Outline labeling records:
□ □ □ □

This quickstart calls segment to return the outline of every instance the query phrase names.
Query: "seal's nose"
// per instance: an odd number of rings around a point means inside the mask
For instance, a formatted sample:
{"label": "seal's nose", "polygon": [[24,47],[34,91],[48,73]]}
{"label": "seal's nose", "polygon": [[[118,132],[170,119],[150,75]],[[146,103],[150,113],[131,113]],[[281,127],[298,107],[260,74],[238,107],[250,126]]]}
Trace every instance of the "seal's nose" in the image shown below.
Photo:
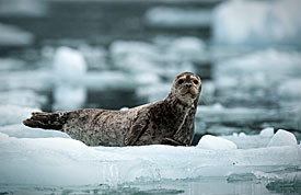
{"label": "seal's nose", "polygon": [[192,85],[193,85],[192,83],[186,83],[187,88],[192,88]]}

□ □ □ □

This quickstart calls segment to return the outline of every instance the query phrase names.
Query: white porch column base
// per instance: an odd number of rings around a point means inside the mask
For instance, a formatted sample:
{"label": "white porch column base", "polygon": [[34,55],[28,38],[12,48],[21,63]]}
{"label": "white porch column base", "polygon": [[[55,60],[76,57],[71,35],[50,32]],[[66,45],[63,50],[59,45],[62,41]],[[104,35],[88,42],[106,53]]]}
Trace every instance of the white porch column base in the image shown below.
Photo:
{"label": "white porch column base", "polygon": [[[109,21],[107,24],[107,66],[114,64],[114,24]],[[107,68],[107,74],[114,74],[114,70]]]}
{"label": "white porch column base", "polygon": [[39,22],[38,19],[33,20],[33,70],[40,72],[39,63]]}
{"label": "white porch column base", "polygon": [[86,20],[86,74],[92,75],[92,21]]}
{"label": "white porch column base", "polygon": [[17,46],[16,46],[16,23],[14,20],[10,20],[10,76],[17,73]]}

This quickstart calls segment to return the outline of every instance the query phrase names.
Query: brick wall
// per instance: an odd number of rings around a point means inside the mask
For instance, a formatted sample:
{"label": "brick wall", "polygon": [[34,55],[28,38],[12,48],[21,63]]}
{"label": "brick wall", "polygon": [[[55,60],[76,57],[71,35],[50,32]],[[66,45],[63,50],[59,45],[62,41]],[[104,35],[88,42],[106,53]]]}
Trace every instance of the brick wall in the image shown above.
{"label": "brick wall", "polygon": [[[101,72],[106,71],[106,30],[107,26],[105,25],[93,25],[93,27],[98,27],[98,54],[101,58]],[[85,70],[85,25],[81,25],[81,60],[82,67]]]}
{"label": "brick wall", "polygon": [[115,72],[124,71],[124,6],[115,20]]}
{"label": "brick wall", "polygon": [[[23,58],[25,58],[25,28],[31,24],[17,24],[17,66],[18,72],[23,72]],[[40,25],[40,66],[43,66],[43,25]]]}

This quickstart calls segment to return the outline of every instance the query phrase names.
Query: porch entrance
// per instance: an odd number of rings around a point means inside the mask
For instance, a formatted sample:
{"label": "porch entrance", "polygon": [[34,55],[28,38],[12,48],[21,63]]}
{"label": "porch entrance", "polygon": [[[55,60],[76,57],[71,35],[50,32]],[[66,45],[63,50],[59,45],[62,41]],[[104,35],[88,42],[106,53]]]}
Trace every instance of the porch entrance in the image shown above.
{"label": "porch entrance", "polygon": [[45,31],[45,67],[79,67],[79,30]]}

□ □ □ □

EXERCISE BRIEF: Identify each line in the records above that contains the string "image", treating uppercase and lowercase letters as different, and copy those lines out in full.

COMPLETED TASK:
Trace every instance of the "seal's nose" in the image shown below.
Trace every instance of the white porch column base in the image shown below.
Trace every instance of the brick wall in the image shown above.
Trace every instance of the porch entrance in the image shown above.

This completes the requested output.